整形外科/肘部管閉塞症-手指のしびれ-

肘部管閉塞症-手指のしびれ-

 手には主要な神経が3本走っています。そのうちの1本が尺骨神経です。この尺骨神経が肘関節部を走行する際に牽引、摩擦、圧迫などの原因によって障害を受け、尺骨神経マヒをおこすのが肘部管症候群です。
症状としては、薬指、小指のしびれ、手の筋萎縮を伴います。また、箸が持てない、上手く字が書けない、握力が低下するなどの運動障害と、肘から手にかけての痛みなどがあります。
原因としては幼少期の肘の骨折に伴う肘の変形、50歳以降に発症する変形性肘関節症、ガングリオン等の軟部腫瘤による圧迫、習慣性尺骨神経脱臼によるもの等があります。
診断のポイントとしては、薬指、小指のしびれや肘の内側の痛み、圧迫するような痛み、放散する痛みがあり、特に肘を曲げているとしびれが強くなることがある場合は肘部管症候群を疑ってみる必要があります。
治療としては手術以外の方法は無効です。診断がつけば、出来るだけ早期に手術を受けることが大切です。ゆっくりではありますが必ず進行して行きます。重症化し、強い筋萎縮を伴って、手指が鳥のワシの手のように変形すると、手術によっても回復しないこともあり、いかに早期に手術をするかが回復を左右することになりますので、上記の症状があれば、かかりつけ医に相談することをお勧めします。

フレーズグラウンディング用データ:

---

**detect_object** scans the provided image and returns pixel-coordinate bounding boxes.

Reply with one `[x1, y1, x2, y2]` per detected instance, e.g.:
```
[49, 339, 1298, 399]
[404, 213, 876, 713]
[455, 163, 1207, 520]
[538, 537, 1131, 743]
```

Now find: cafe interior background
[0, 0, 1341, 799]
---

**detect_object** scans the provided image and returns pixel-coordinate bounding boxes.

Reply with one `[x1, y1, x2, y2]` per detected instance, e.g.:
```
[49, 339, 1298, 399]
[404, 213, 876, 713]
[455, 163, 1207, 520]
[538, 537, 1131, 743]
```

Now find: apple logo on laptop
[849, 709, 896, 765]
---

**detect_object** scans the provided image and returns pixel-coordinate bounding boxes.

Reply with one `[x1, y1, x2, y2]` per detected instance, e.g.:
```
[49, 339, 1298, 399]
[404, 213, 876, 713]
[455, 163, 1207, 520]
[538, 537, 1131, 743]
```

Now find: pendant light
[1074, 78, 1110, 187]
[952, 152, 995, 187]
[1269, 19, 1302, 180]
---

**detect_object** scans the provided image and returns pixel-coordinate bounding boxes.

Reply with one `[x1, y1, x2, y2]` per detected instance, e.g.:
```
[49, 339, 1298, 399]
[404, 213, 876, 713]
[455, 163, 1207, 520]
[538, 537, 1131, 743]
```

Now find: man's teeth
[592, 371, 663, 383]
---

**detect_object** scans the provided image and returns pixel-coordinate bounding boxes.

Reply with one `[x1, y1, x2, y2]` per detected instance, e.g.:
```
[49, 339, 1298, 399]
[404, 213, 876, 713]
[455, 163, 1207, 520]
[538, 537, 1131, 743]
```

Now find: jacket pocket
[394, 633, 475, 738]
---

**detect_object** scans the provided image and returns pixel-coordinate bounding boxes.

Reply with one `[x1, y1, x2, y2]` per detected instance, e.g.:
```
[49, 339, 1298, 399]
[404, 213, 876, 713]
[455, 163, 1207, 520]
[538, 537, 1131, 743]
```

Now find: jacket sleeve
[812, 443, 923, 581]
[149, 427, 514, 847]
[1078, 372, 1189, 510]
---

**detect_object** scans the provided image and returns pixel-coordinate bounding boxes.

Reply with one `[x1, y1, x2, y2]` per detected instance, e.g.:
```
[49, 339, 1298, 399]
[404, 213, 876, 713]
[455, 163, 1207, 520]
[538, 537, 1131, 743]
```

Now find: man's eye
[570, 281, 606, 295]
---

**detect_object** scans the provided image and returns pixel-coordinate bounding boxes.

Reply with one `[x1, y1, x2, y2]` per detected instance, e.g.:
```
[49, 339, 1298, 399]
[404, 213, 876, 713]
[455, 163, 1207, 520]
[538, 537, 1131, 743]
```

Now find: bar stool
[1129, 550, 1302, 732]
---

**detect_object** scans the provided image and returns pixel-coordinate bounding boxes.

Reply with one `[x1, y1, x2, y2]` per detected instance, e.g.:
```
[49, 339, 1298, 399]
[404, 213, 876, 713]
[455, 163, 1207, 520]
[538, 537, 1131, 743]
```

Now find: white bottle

# 課題内容
抽出本文によると、肘部管症候群で障害を受ける神経は何か。 これらの項目は、抽出本文とは別の資料です。

# 解答例
尺骨神経です。